Directions:
A. In the forum thread on quantized least squares estimation, what does the term b represent?
B. Quote the forum thread on quantized least squares estimation from "and I want to" to "A)^-1 * A') * (b + w)".

# Quantized least squares estimator and errors...

Started by January 24, 2007
I'll present my problem with an example.

Let's assume I've an ADC sampling a signal and providing a mx1 column of
samples that can be represented as

b + w

being b the vector of the exact values of the signal and w the zero-mean
error due to thermal noise and quantization error.

The acquired signal can be modelled as

A * x = b + w

and I want to estimate the parameters in the vector x. Let's assume for a
moment that I've no error in A. This means that I can obtain the mvu
estimator as

\hat{x} = ((A' * A)^-1 * A') * (b + w)

and it also means that if the covariance matrix of the w vector was \sigma
* I, being I the indentity matrix, the covariance matrix of the error
affecting the output will be

\sigma * (A' * A) ^ -1.

So far so good. If on the other side A is affected by errors and still the
least squares approach is applied the error bound is known and has been
studied. Again so far so good.

Let's assume now instead that A is exact and that it's moore-penrose
pseudoinverse A# is calculated in double precision and then it's quantized,
so that it can be represented as (A# + An), begin An the quantization
error. This means that

(A# + An) * A * x = (A# + An) * (b + w);
(I + An * A) * x = A# * (b + w) + An * (b + w);

which implies that now the estimates are polluted by the additive term

An * (b + w).

What I'm interested in is the statistics of this term to see whether it
pollutes the measures in a "colored way". The term b represents a
sinusoidal signal acquired from a laser and m is such that the estimation
is also done in a multiple of the sinusoid period. I know that An *
b(because of the chosen m) and An * w are generally neglectable, but since
time averaging is performed on the final estimates to search for colored
noise, I'd like to understand whether I'm introducing some myself with my
estimator.

Could anybody please provide some insight on the problem?

kl31n


On Jan 24, 9:14 pm, kl31n <"kl31n(get rid of this to write me
back)"@gmail.com> wrote:
[snip]
> pseudoinverse A# is calculated in double precision and then it's quantized,
> so that it can be represented as (A# + An), begin An the quantization
> error. This means that
>
> (A# + An) * A * x = (A# + An) * (b + w);
> (I + An * A) * x = A# * (b + w) + An * (b + w);
>
> which implies that now the estimates are polluted by the additive term
>
> An * (b + w).
>
> What I'm interested in is the statistics of this term to see whether it
> pollutes the measures in a "colored way". The term b represents a
> sinusoidal signal acquired from a laser and m is such that the estimation
> is also done in a multiple of the sinusoid period. I know that An *
> b(because of the chosen m) and An * w are generally neglectable, but since
> time averaging is performed on the final estimates to search for colored
> noise, I'd like to understand whether I'm introducing some myself with my
> estimator.

Record extracts:
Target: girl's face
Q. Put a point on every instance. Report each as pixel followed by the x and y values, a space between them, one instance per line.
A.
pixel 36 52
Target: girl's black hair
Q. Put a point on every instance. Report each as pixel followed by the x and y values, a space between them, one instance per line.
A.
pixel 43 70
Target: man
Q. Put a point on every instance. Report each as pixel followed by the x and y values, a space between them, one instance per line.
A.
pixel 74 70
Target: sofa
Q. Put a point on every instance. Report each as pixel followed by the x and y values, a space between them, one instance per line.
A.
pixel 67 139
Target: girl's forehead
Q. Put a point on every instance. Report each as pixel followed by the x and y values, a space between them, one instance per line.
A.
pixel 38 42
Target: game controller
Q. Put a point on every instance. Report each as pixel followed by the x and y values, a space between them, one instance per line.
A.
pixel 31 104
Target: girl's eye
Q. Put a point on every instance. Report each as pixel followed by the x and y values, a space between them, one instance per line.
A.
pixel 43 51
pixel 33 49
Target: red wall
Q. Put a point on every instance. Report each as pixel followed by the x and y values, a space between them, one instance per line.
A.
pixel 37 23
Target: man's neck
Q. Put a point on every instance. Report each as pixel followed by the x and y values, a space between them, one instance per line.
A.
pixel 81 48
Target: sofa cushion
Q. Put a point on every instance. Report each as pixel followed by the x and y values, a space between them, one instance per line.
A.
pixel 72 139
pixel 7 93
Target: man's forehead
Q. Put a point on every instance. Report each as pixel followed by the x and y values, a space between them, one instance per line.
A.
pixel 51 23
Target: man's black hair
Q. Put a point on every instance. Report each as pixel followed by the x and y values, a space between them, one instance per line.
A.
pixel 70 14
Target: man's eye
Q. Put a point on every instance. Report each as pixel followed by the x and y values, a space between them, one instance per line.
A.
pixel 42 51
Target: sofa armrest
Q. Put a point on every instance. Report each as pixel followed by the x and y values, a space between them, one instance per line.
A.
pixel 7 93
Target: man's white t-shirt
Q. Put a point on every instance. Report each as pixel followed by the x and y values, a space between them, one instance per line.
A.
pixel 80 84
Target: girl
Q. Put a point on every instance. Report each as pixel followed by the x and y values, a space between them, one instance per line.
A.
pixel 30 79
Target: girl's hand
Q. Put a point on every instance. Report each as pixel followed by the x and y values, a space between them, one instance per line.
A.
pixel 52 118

Answers to the exercises:
A. A sinusoidal signal acquired from a laser.

B.
and I want to estimate the parameters in the vector x. Let's assume for a
moment that I've no error in A. This means that I can obtain the mvu
estimator as

\hat{x} = ((A' * A)^-1 * A') * (b + w)